*** Opening Entries shown ***

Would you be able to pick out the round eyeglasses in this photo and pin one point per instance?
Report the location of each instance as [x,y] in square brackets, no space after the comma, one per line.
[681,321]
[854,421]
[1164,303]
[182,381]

*** Closing Entries shown ***

Exercise aim: Repeat only the lines from the one holding "Report the location" through the last line of the data.

Result:
Report the location of each instance as [x,y] in square brackets, no space after the comma, one per line.
[681,321]
[854,421]
[1164,303]
[182,381]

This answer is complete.